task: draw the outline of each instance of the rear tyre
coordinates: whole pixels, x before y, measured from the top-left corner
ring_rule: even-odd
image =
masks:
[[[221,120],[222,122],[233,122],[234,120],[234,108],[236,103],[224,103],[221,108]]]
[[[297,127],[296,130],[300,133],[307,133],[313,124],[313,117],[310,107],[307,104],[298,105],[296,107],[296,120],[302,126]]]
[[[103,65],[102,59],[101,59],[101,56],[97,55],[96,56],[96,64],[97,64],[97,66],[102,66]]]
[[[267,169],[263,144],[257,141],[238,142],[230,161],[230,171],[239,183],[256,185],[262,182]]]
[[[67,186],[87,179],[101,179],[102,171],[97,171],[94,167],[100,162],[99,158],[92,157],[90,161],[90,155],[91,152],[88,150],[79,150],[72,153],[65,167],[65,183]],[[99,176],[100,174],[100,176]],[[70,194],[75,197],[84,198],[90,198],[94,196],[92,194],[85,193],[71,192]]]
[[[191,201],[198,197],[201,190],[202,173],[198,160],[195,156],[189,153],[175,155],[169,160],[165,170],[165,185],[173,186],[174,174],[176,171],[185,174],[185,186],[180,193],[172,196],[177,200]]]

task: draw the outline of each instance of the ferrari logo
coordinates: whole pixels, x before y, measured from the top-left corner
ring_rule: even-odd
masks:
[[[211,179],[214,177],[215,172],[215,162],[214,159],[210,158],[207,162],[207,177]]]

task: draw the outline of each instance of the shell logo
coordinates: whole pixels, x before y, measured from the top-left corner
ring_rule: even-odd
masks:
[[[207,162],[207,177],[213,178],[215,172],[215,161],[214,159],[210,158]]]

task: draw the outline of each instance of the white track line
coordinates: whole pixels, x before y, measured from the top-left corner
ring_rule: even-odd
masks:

**Exercise objective:**
Reproduce the records above in full, substituting "nonzero" for every occurrence of "even-odd" and leaving all other text unchanged.

**Correct response:**
task: draw the outline of each instance of the rear tyre
coordinates: whole pixels, x before y, measured from the top-left corner
ring_rule: nonzero
image =
masks:
[[[221,120],[222,122],[233,122],[234,120],[234,108],[236,103],[224,103],[221,108]]]
[[[297,127],[296,130],[300,133],[307,133],[313,124],[313,117],[310,107],[307,104],[298,105],[296,107],[296,120],[302,126]]]
[[[103,65],[102,59],[101,59],[101,56],[97,55],[96,56],[96,64],[97,64],[97,66],[102,66]]]
[[[267,169],[263,144],[257,141],[238,142],[230,161],[230,171],[239,183],[256,185],[262,182]]]
[[[67,186],[87,179],[101,179],[102,171],[97,171],[94,167],[100,162],[99,158],[92,157],[90,161],[90,155],[91,152],[88,150],[79,150],[72,153],[65,167],[65,183]],[[99,176],[100,174],[100,176]],[[70,194],[75,197],[84,198],[90,198],[94,196],[92,194],[85,193],[71,192]]]
[[[191,201],[198,197],[201,190],[202,173],[198,160],[195,156],[189,153],[175,155],[169,160],[165,170],[165,185],[173,186],[174,174],[176,171],[185,174],[185,186],[180,193],[172,196],[177,200]]]

task: draw the outline of each instance of the ferrari logo
coordinates: whole pixels, x before y, measured from the top-left corner
ring_rule: nonzero
masks:
[[[211,179],[214,177],[215,172],[215,162],[214,159],[210,158],[207,162],[207,177]]]

task: draw the outline of each instance of the shell logo
coordinates: whole pixels, x before y, measured from the top-left corner
ring_rule: nonzero
masks:
[[[207,162],[207,177],[213,178],[215,172],[215,161],[214,159],[210,158]]]

task: draw the outline of each instance of the white track line
coordinates: whole pixels, x before y, measured from the top-left corner
ring_rule: nonzero
masks:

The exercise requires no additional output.